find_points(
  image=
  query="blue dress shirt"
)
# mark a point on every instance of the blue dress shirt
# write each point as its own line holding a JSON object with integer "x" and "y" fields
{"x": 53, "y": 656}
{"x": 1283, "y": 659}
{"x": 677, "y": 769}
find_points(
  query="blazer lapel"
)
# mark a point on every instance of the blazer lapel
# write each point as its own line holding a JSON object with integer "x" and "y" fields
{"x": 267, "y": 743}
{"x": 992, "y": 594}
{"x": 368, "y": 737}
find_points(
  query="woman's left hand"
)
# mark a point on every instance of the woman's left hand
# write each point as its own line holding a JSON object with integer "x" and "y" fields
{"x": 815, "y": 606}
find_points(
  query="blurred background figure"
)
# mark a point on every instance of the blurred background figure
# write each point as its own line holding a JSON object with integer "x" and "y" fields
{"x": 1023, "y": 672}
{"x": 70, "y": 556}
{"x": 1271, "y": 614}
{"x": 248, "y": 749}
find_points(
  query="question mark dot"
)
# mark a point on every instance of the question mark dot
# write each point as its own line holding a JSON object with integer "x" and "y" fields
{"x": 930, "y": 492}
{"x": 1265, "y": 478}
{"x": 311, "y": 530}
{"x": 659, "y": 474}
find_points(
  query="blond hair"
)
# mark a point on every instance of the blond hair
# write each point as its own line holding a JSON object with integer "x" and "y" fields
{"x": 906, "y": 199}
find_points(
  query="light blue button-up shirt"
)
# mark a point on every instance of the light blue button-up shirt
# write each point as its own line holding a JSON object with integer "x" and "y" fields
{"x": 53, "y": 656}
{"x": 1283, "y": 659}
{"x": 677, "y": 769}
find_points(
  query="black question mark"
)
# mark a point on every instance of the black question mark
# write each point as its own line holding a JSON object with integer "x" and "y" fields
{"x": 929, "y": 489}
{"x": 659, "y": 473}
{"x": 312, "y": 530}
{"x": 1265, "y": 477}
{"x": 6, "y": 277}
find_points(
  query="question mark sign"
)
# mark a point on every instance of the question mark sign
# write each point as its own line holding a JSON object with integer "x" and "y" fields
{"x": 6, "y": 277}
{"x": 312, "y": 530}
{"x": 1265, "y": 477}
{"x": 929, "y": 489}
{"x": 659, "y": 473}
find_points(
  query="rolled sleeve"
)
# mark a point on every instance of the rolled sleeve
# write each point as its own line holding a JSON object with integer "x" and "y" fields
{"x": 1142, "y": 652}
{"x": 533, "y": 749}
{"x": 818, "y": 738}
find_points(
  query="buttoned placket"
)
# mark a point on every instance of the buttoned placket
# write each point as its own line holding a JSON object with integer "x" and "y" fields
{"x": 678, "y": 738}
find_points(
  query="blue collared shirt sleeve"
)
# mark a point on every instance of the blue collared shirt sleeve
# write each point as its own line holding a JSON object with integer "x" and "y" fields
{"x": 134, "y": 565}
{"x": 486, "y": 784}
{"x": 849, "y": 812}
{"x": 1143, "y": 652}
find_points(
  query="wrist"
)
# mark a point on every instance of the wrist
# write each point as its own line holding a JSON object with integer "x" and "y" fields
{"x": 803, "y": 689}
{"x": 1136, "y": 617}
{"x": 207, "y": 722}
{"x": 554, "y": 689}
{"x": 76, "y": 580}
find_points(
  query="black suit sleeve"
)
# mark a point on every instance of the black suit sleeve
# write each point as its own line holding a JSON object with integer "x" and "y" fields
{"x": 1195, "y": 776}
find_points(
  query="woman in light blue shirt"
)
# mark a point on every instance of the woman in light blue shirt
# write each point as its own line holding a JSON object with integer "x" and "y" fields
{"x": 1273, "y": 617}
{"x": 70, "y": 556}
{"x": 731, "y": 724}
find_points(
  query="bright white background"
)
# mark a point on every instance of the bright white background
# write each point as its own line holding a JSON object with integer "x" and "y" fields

_ _ _ _ _

» ACTION ITEM:
For each line above that includes "sign", make a copy.

» RESPONSE BELOW:
  query="question mark sign"
# mark a point on every instance of the question mark sign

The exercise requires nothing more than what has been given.